Check statements (a), (b), and (c) against the birth story below, and answer yes or no to each, quoting the words of the text that decide it. (a) The narrator wore the birthing gown during the actual delivery. (b) The narrator never answered the question about getting an epidural. (c) The nurse said the contractions would get weaker before pushing.

[[ Document section, beginning ]]

3) Baby steps. I went into the process thinking I really might end up getting an epidural. I had this thing in my head that if I could think of someone I knew who went meds-free, I could use them the whole time as inspiration. I'm very competitive so there would also be a little feeling of "if so and so could do it, so can I." However, this did not work. I spent my entire pregnancy thinking of a person who fit the bill. The only people I knew who did not get meds were really strong women. I have nothing but respect for them. Even if they could do it, I wasn't sure I could. So I went with baby steps. It was about 7 a.m. when I was told it was likely the last chance to get an epidural if I wanted one. (You can tell people not to bring up pain meds if you're totally sold on the idea, again, I wasn't.) I remember thinking, "I can't answer that question." I couldn't say, "no, I don't need an epidural" because I'll be honest my body was screaming at me, "what the heck do you think you're doing?" Instead I asked, "is it going to get a lot worse?" My nurse told me, "they will get stronger and then you'll need to push and that will be a different feeling too." I also couldn't say, "I want an epidural" because I'd come this far. I never answered the question. I could do this.

10:18 a.m.

Doc: "Jen, open your eyes! Open your eyes" {screams} {loud, loud scream} "It's a girl" {newborn cries} "Oh my God, it's a girl" {husband joyously cries and nervously laughs} "Hi sweetie!" "Can you believe it's a girl?" {husband cries and laughs more} {"You did great"}"She's perfect" "I'm sorry! Did I yell too loud?" "I think I yelled too loud"

I did this. And it was beautiful.

I completely understand why a woman would choose to have an epidural. I completely understand why a woman would never have a VBAC (vaginal birth after c-section). I completely understand why a woman would learn her baby's gender pre-birth. But I loved the pure, raw emotion in that delivery room on 11/11/16. My husband cried in the most passionate way I've ever seen a person cry. One moment I was feeling a pain unlike anything I'd ever experienced before. The next moment, ultimate joy. I've never felt so alive in all my life.

All pregnancies are different. All women are different. All deliveries are different. All babies are different. And all are beautiful.

Just know this, if you are a competitive woman who wants to give birth without pain meds, you can do it. I mean, if the lady who threw a fit about ripping off a Band-Aid can do it, so can you.

(Mamas, I cannot recommend the birthing gown I'm wearing in the below photo enough! My dear friend got it for me. It is from her sister-in-law's company, Della B.. Since I was in the tub right before I gave birth, I did not have it on for my actual delivery, but it has all the snaps, zippers, etc. to be functional for delivery and breastfeeding. There's a recovery gown too. I think I wore mine the whole time I was in the hospital and when I got home! It was such an incredibly thoughtful gift!)

[[ Document section, end ]]
[[ Input data, beginning ]]

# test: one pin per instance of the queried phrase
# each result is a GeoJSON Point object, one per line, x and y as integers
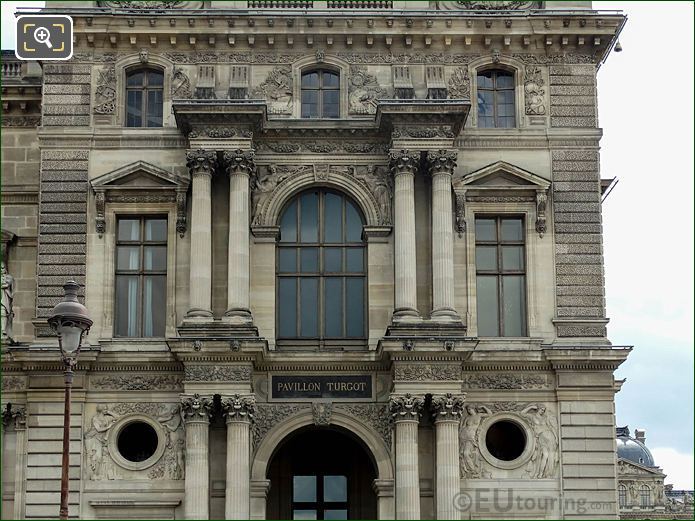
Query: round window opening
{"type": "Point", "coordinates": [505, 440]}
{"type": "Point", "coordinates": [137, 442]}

[[ Input data, end ]]
[[ Input data, beginning ]]

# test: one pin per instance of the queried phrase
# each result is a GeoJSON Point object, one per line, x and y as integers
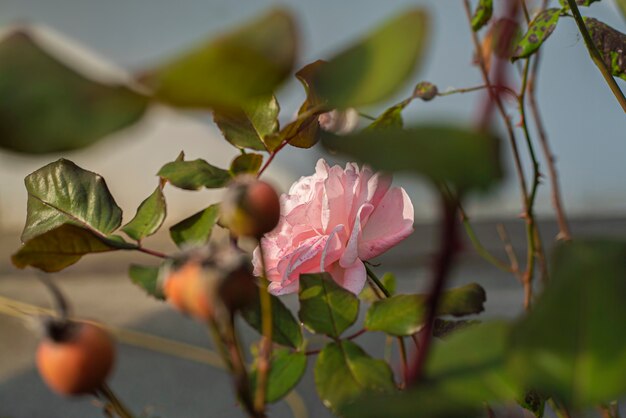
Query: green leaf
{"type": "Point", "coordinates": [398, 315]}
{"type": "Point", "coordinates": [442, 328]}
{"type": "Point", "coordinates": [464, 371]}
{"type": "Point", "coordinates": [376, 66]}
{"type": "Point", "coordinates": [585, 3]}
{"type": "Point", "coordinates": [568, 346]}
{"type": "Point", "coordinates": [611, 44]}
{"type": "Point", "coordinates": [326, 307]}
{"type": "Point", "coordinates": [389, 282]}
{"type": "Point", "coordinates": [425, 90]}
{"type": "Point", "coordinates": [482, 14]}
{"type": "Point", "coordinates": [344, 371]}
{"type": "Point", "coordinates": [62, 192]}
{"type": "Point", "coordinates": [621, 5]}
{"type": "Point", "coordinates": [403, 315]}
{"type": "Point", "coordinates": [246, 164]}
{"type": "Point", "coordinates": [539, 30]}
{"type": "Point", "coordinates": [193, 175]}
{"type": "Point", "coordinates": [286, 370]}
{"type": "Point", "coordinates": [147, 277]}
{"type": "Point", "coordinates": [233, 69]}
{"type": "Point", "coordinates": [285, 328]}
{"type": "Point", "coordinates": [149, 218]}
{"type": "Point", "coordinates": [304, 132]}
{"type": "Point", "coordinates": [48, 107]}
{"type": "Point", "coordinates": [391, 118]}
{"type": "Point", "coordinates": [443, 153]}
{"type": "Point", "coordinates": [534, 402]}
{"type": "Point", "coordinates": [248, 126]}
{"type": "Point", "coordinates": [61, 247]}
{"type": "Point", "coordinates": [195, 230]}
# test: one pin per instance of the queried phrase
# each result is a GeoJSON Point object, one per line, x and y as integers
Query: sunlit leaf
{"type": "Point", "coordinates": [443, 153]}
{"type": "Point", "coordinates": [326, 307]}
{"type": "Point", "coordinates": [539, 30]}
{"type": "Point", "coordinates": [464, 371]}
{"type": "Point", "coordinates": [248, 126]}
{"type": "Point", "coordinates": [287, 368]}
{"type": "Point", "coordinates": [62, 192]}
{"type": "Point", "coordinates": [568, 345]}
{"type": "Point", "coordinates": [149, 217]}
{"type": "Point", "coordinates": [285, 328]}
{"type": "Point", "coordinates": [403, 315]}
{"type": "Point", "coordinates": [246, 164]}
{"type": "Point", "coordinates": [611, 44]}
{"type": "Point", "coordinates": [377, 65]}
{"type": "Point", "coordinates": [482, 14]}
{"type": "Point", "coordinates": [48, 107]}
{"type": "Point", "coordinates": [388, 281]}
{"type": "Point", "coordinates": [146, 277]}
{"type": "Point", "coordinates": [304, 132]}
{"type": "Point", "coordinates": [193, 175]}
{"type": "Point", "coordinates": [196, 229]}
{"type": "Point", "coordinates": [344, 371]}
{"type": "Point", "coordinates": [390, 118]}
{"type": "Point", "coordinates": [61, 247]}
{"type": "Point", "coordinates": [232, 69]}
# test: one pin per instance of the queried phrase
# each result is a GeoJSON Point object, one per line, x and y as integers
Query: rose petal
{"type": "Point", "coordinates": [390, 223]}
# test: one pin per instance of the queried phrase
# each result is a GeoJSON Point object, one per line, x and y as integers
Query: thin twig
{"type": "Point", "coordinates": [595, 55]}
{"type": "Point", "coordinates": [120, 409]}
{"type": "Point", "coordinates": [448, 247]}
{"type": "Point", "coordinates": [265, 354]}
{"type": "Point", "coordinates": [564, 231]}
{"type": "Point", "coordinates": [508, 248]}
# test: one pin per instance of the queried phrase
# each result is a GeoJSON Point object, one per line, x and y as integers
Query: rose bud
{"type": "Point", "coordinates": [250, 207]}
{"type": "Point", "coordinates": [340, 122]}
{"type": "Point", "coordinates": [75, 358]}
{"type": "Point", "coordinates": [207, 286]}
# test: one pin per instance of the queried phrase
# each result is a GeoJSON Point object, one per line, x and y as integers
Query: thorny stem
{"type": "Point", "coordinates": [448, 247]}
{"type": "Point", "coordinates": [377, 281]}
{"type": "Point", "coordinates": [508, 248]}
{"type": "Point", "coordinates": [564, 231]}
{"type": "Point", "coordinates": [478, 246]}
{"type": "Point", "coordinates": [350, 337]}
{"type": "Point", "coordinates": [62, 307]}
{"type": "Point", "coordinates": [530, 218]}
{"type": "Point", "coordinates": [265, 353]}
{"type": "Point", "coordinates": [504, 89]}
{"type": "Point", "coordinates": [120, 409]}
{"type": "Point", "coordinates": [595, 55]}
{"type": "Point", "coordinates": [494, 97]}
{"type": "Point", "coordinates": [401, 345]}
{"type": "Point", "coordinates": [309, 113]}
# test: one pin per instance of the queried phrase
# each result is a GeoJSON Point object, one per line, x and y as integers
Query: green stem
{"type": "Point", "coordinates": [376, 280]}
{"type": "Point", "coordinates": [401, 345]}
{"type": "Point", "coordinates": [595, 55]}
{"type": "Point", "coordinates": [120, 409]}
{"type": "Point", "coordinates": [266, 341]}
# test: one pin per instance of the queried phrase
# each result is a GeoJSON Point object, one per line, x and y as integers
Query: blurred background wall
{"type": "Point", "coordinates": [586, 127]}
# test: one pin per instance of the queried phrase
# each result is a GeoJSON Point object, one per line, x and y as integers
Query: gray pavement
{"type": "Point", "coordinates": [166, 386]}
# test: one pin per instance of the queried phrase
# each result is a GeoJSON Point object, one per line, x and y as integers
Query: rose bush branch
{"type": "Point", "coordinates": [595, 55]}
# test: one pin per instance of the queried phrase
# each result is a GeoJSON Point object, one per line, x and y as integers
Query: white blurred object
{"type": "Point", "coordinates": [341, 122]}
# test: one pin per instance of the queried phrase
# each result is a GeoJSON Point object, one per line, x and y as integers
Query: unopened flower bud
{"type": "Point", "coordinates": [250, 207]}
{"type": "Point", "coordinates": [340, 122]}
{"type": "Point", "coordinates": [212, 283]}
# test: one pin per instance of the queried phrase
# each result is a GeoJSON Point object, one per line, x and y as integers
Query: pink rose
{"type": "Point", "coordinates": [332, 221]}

[[ Input data, end ]]
[[ Input data, beginning ]]

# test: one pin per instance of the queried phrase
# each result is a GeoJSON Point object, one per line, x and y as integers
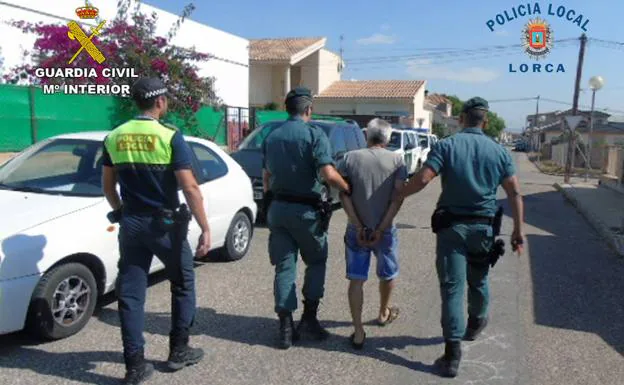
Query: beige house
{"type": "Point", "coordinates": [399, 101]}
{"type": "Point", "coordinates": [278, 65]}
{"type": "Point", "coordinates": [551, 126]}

[[ Input data, end ]]

■ Solution to this problem ■
(a) No: "I did not have it on for my actual delivery"
(b) Yes: "I never answered the question."
(c) No: "they will get stronger and then you'll need to push"